Cooper. Cooper was good, and very consistent, between '16 and '24, but I think Bill's ranking of Cooper is a case of too much reliance on the Win Shares analysis. Also, while consistency is certainly a virtue, Bill seems to value it more highly than I do. See the discussion of Jim Kaat, below. Cooper was honorable mention on my list (i.e., not in the top 15).
It's difficult to tell what Bill thought of Cooper, with Cooper's mini-bio in Bill's Abstract consisting only of two extended quotes from two other writers that dealt more with Cooper's personality than his pitching.
Pierce. I, too, am a Billy Pierce fan (perhaps I just fancy slightly built lefthanded power pitchers), but he barely missed my list of the top 15 post-1920 lefties. Here are my two reservations regarding Billy.
First, in considering his excellent W-L record during his peak (i.e., '51 to '60) you have to recall that the White Sox had some very good teams in those years. In fact, the White Sox had a cumulative .568 winning percentage over that decade; Billy managed a .584 winning percentage over that period. That's not much of a difference.
Second, Billy seemed to disappear a bit on the Chisox down the stretch of those '50s pennant races. Take his great '55 season, for instance (1.97 ERA, 199 ERA+). The White Sox were half a game up on the Yanks and 1.5 games up on the Indians when Billy took the mound against the Indians on Sept. 3, but he gave up 8 hits and 6 walks in 5.1 innings and lost, 6-1. A week later he faced the Yanks and couldn't make it out of the 2nd inning, giving up 6 runs in 1.1 innings. Ten days later, with the White Sox now five games back of the Yankees but still alive, Billy lost to the Indians and Early Wynn, 3-2, eliminating the Sox from the pennant race.
In 1953 the Sox were just 6.5 games back of the Yanks after Billy shutout the Tigers on August 14th, but Billy won only two more game the rest of the way, and his second win was on the last day of the season, long after the Sox had been eliminated.
In '57 the Sox were staying within striking distance of the Yanks through August and September (between 4 and 6.5 games back for most of those two months), but Billy went only 5-5 with a 5.04 ERA in August and September, after taking a 15-7 record and 2.45 ERA into August. He was hammered in both his starts against the Yanks down the stretch, giving up 9 earned runs in 10.1 innings.
And when the Sox finally won the pennant in '59 Billy struggled down the stretch, winning only two games in August and September. It was the same story in '60 - the Sox were right there with the Yanks and Orioles in August and September, but Billy pitched very poorly over his last 8 starts (ironically, the Sox won six of those starts anyway, despite Billy averaging less than 4.5 innings per start and posting a 5.14 ERA).

Given entries —
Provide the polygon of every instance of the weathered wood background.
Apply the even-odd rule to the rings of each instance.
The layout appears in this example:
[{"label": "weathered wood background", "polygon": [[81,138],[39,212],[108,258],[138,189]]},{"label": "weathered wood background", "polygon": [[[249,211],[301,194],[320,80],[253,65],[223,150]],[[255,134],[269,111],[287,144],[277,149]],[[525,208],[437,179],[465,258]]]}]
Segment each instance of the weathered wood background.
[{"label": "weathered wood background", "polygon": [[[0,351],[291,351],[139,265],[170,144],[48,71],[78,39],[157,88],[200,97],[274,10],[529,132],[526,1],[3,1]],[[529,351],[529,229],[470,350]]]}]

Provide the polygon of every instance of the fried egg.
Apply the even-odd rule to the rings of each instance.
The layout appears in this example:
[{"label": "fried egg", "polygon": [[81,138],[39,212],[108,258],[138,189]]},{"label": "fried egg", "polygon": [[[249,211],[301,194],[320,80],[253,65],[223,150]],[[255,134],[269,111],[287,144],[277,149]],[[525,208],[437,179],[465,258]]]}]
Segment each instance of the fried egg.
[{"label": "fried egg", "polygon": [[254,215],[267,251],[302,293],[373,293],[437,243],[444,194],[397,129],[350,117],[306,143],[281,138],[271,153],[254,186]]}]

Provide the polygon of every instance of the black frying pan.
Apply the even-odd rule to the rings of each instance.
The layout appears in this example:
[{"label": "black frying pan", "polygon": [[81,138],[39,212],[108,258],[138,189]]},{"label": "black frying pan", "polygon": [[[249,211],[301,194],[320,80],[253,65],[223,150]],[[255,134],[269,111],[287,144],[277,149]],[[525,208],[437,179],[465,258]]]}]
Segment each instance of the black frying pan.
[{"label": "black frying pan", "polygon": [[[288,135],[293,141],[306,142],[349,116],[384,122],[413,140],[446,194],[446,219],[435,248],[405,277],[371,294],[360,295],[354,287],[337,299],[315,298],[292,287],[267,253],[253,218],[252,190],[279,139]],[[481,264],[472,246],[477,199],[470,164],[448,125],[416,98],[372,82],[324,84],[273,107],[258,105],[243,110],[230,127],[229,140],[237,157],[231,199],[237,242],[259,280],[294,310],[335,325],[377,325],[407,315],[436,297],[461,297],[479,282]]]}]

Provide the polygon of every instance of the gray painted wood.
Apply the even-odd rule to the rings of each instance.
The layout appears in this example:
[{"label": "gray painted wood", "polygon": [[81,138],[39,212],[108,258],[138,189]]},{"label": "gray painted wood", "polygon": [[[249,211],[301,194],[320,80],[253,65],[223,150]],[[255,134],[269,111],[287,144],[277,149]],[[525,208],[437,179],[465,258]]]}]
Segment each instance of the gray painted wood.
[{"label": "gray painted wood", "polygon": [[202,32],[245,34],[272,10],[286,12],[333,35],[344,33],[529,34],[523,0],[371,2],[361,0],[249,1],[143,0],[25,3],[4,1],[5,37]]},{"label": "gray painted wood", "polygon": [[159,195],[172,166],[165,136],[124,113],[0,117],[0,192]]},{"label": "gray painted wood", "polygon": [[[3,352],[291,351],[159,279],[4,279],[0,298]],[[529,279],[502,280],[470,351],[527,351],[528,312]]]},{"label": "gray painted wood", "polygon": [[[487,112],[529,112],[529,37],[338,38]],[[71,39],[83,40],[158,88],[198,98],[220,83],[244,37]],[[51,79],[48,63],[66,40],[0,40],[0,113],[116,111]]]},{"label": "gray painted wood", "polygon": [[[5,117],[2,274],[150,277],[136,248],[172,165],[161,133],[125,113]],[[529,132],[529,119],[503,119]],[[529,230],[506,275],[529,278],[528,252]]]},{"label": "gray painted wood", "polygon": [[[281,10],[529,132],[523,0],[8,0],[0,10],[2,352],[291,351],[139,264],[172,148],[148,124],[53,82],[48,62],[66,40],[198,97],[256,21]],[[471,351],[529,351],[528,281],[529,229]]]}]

Work required — Continue the text on ranking left-handed pitchers, picking up after its last sentence. The records that come next are separate material and not part of the pitcher rankings text.

Result of the exercise —
I don't think these late season swoons figured into Bill's analysis at all. They figure into mine, however, and they exerted a pretty heavy drag on Pierce's ranking in my list of all-time lefties.
John. Honorable mention on my list. He was a big winner when healthy for the Dodgers and Yanks in the late '70s and in 1980. And he was consistently good even during his abbreviated seasons. But there were just too many seasons when he didn't make enough starts, didn't pitch enough innings, and therefore didn't have enough impact.
Kaat. Bill has an extended take on Kaat in the Abstract, and emphasizes how consistent Kaat was during the '60s and '70s. It's true, Kaat was very consistent, but he was too often consistently mediocre from '68 to '73, during a period that should have been the peak of his career (ages 29 to 34). I've lauded Kaat in this blog - for his back-to-back 20 win seasons for poor White Sox teams in '74 and '75, and for his spectacular stretch run in the great four-team pennant scramble of '67 - but I had Kaat ranked 15th on my list of post-1920 lefties, five spots behind Guidry.
All in all, I think Bill's list is pretty similar to mine. And even if Bill is right and Guidry is the 14th best post-1920 southpaw rather than the 10th, I still think he belongs in the Hall.
If You Had To Win One Game...
If you had to choose one pitcher to start a critical, late September game in a tight division race, who would you choose? Sabathia? Halladay? Santana? Carpenter?
I know who I would choose, and you know who I'd choose, too, because his picture is to the right. I'd choose Roy Oswalt, the Astros ace, hands down. Year after year Roy has put up Guidry-like numbers in September with the Astros in contention for a division title or wild-card spot. He's as close to infallible in a battle for the post-season as any pitcher of his generation.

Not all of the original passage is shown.